Exercise goal:
Below are some records; work out how many of their lines contain "evergreen" and give the number only.

Dataset entries:

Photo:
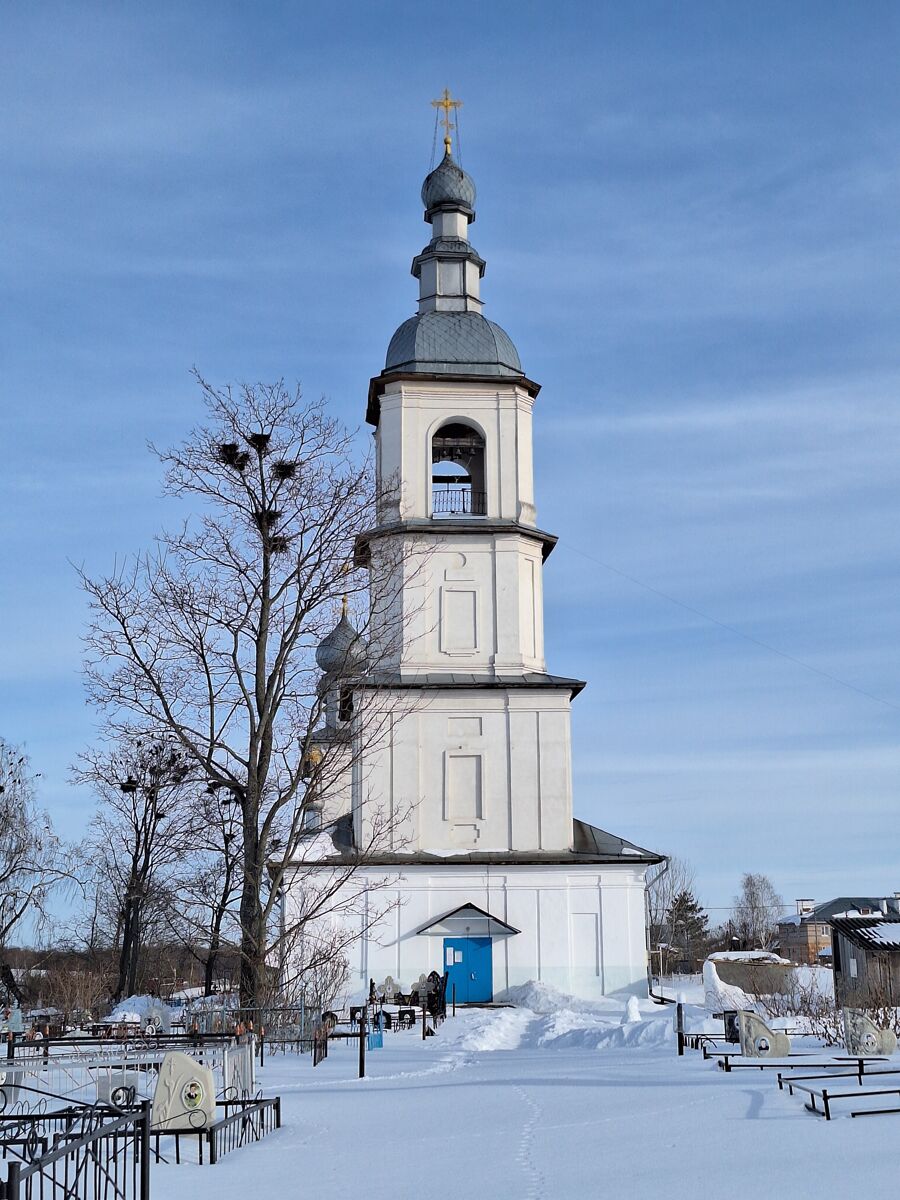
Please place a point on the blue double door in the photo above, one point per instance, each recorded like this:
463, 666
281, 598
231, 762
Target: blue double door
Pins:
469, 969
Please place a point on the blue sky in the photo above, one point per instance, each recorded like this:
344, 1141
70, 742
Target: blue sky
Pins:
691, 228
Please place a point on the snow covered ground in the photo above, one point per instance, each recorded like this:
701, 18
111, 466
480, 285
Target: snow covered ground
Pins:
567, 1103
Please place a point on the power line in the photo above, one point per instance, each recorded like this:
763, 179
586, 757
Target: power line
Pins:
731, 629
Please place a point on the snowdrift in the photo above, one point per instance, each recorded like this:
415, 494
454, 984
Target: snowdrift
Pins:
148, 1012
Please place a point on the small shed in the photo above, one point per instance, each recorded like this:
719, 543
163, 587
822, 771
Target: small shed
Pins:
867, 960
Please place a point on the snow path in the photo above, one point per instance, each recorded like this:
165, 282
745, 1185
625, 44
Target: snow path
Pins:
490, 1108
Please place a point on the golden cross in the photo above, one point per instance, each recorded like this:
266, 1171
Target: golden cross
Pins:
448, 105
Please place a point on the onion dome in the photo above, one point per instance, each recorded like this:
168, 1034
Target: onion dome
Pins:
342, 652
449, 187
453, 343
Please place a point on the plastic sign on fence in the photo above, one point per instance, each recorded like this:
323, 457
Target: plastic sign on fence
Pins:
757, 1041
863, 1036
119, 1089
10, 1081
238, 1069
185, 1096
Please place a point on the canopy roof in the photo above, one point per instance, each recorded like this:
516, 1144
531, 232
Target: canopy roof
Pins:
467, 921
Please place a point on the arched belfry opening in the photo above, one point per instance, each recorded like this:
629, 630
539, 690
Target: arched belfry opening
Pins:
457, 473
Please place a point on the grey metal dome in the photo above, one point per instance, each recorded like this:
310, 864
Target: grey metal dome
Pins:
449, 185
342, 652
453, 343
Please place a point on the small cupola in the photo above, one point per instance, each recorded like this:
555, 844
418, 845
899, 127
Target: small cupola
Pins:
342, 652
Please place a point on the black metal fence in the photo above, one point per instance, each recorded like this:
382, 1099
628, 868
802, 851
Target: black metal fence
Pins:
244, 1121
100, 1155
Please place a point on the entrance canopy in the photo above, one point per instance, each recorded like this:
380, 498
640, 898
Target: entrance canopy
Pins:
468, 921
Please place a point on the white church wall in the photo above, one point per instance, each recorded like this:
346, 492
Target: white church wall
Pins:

==

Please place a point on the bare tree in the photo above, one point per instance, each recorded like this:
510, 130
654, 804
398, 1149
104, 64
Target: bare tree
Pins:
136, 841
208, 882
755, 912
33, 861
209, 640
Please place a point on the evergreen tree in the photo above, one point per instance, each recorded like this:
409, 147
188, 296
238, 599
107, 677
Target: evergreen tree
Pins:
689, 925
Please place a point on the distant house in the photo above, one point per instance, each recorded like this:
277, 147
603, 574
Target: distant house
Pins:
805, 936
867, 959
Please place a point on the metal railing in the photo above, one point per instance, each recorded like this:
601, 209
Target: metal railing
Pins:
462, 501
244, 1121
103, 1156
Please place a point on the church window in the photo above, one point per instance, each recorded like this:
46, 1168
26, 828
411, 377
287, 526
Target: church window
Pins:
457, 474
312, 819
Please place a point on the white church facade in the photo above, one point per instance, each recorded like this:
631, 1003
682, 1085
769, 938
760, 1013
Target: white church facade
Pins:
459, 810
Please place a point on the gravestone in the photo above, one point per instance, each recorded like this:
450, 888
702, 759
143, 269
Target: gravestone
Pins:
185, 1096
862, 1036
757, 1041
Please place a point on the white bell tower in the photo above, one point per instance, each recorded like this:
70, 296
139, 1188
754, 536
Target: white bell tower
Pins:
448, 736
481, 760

Solution to this task:
2